▸ **Extract to read**
Introduction: Creating a Knife From a Lawnmower Blade
The shop I work at recently got a whole bunch of lawn mower blades so I have been trying to find things to make them into. One of the things that occurred to me was if lawn mower blades are strong enough to hit a rock then they might be a good candidate to make knives.
In addition to the instructions on making the knife I will include an explanation on how I replicate the knife design. (I ended up making 4 of the same ones)
These steps are not exhaustive and assume the maker has experience with some basic metal working tools.
-Angle Grinder (with different grit flap disks)
-Lawn Mower Blade
Step 1: Safety
Remember when working with power tools to use the proper safety equipment.
In this case it would include:
Respirator (remember grinding disks are putting many nasty things in the air)
Gloves (although not necessary and not for use when working at a forge I like to use a good pair of leather gloves to lessen the vibrations when I am working with grinders.)

▸ **Data section**
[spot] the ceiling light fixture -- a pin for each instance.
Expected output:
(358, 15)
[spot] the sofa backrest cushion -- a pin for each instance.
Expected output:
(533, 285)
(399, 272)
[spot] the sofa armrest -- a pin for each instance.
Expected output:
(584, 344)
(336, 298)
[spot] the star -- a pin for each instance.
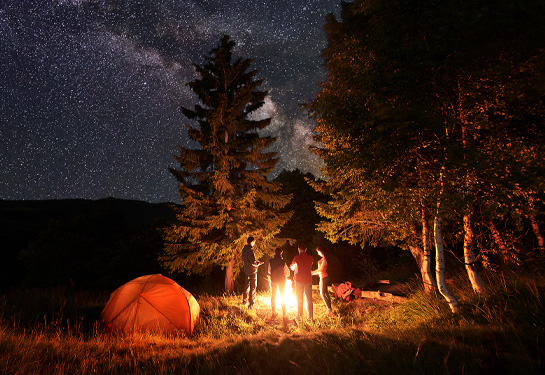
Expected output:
(91, 91)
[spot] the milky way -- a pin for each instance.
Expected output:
(90, 90)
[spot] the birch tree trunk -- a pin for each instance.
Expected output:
(229, 282)
(440, 253)
(537, 232)
(499, 241)
(477, 282)
(424, 265)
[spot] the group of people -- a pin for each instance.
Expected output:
(278, 272)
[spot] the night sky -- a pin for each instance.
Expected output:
(90, 90)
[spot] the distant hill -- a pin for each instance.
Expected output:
(48, 225)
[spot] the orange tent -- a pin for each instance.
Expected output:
(151, 303)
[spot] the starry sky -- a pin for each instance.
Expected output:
(90, 90)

▸ **Challenges**
- a) Decide whether each statement below agrees with the lawnmower blade knife instructions above, answering yes or no and quoting the exact words of the instructions that settle it. (i) The author made four knives of the same design. (ii) The steps assume the maker has no experience with metal working tools. (iii) The author recommends leather gloves for work at a forge.
- b) Copy the passage of the lawnmower blade knife instructions between "These steps are" and "grit flap disks)", inclusive.

▸ **Responses in order**
- a)
(i) Yes: "I ended up making 4 of the same ones"
(ii) No: "assume the maker has experience with some basic metal working tools"
(iii) No: "not for use when working at a forge"

- b)
These steps are not exhaustive and assume the maker has experience with some basic metal working tools.
-Angle Grinder (with different grit flap disks)